▸ Work request
Find the line containing "Can you find the hubcap?" in the material below; copy that line and all following lines exactly.

▸ Exercise material
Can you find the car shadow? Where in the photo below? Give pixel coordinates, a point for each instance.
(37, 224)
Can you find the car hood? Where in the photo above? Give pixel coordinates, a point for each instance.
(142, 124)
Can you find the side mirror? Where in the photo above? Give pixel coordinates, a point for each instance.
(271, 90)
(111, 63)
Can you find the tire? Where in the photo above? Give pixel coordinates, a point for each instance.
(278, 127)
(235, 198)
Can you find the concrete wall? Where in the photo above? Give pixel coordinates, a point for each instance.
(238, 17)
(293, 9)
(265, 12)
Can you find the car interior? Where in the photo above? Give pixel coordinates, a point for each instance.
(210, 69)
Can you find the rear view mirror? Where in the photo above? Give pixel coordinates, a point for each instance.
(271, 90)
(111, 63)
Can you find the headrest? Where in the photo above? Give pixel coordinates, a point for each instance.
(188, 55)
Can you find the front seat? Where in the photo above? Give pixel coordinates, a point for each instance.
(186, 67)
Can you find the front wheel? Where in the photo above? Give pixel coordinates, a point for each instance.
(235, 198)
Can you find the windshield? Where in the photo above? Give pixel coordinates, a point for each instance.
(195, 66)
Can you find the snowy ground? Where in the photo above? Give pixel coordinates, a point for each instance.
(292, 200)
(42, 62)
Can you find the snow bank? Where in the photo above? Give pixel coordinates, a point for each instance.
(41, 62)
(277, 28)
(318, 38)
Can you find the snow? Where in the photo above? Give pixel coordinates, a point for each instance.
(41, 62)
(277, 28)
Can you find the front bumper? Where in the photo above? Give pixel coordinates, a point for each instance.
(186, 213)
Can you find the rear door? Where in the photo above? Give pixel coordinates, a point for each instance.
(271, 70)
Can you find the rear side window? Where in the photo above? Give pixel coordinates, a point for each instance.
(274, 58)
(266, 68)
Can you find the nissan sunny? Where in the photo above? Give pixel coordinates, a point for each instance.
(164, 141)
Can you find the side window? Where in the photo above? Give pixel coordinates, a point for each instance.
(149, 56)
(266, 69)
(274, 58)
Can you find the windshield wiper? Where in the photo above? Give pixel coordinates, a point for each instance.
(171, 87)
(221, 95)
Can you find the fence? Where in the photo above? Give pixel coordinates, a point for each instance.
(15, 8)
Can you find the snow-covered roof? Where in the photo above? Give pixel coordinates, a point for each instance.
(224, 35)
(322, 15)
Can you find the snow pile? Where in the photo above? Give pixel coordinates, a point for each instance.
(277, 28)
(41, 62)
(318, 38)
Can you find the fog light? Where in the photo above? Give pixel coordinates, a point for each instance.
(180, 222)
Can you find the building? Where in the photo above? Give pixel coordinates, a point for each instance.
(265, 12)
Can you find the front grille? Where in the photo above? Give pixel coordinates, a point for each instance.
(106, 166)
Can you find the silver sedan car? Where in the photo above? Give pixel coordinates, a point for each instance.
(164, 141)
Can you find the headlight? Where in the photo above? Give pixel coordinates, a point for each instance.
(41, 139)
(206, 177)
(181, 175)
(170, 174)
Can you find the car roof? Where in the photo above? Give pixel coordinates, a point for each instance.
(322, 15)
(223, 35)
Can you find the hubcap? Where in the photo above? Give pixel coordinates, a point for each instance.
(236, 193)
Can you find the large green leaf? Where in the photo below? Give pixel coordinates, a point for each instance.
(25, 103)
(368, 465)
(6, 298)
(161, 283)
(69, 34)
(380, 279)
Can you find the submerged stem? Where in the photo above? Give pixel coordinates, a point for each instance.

▸ Result
Can you find the hubcap? Where in the photo above? Give pixel coordinates, a point for each instance.
(236, 193)
Can you find the large green leaf? Where in the photo below? Give pixel coordinates, a point for each instance.
(25, 103)
(368, 465)
(6, 298)
(161, 283)
(69, 34)
(380, 279)
Can you find the submerged stem? Where in the photo above? Give pixel coordinates, a point for each instance.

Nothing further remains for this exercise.